## [本文]
□ □ □ □ □ □ □

佐名と関口親永夫妻 築山殿(家康の妻)の両親でもあった2人の波乱な生涯

 

関口親永と佐名は、築山殿の両親である。
築山殿とは、徳川家康の正妻でありながら長男・信康の騒動に巻き込まれるようにして亡くなり(信康も後に自刃)、その非業な最期が戦国ファンには知られているが、実は彼女の母・佐名にしても、かなり複雑な関係から関口親永の妻となり、そして最期を迎えている。

そもそもこの夫妻の話が、井伊一族と何の関係があろう? 主人公・井伊直虎とは何の接点もないではないか。と思われるかもしれないが、さにあらず。
実は佐名は、井伊直平(直虎の曽祖父)の娘であり、紆余曲折を経て今川一族の関口氏に嫁いだと目されている。

戦国時代の姫ならではの悲劇と言うべきか。『おんな城主 直虎』人物事典の第24回は、関口親永と佐名にスポットを当てる。まずは親永と関口家から見てみよう。

娘婿・松平信康の反逆罪に連座して切腹したのだろうか?

永正15年(1518年)、今川家の有力家臣・瀬名氏貞(※1諸説あり)の次男として生まれた親永にとって、最大の不幸は「桶狭間の戦い」に尽きる。

□ □ □ □ □ □ □

## [表示データ]
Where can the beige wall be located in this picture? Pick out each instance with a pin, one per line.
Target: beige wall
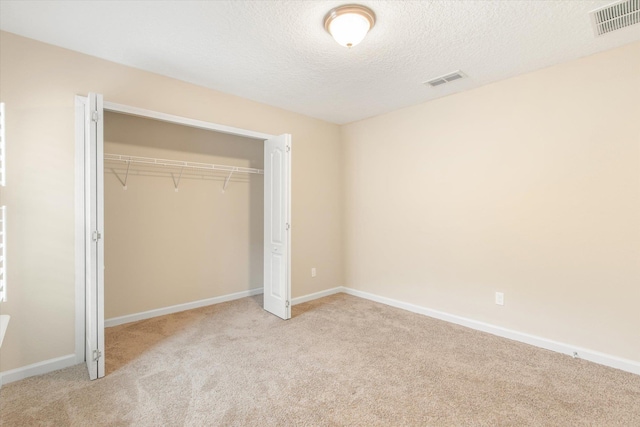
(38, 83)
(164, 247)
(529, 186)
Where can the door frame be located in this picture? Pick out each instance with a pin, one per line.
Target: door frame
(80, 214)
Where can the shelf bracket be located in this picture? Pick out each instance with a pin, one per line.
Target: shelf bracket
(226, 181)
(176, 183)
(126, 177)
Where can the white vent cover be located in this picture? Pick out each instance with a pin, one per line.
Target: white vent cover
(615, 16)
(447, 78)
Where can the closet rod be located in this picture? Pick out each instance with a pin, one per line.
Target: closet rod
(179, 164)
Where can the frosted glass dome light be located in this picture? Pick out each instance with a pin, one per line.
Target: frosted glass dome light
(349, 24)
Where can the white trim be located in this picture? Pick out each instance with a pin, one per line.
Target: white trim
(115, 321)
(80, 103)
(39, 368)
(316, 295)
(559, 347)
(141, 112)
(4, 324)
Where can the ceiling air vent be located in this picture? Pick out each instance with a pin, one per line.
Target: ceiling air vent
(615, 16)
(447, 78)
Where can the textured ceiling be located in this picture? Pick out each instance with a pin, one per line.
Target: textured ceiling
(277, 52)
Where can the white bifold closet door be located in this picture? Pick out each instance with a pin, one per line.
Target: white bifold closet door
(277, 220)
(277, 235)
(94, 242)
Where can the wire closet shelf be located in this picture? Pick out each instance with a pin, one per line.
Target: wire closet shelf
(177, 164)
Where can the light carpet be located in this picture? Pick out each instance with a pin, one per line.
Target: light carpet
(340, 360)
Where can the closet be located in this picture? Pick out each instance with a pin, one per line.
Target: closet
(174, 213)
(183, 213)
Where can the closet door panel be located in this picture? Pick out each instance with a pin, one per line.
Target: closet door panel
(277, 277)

□ □ □ □ □ □ □

## [作業指示]
#1 本文によると、佐名は誰の娘ですか。
#2 本文のうち、「実は佐名は、井伊直平(直虎の」から「娘婿・松平信康の反逆罪に連座して切腹したのだろうか?」までの部分を一字も変えずに書き写してください。
#3 本文の一文「関口親永と佐名は、築山殿の両親である。」を英語に訳してください。
表示データのエントリは、本文の内容とは関係がありません。

## [回答一覧]
#1 佐名は井伊直平(直虎の曽祖父)の娘です。

#2
実は佐名は、井伊直平(直虎の曽祖父)の娘であり、紆余曲折を経て今川一族の関口氏に嫁いだと目されている。

戦国時代の姫ならではの悲劇と言うべきか。『おんな城主 直虎』人物事典の第24回は、関口親永と佐名にスポットを当てる。まずは親永と関口家から見てみよう。

娘婿・松平信康の反逆罪に連座して切腹したのだろうか?

#3 Sekiguchi Chikanaga and Sana were the parents of Lady Tsukiyama.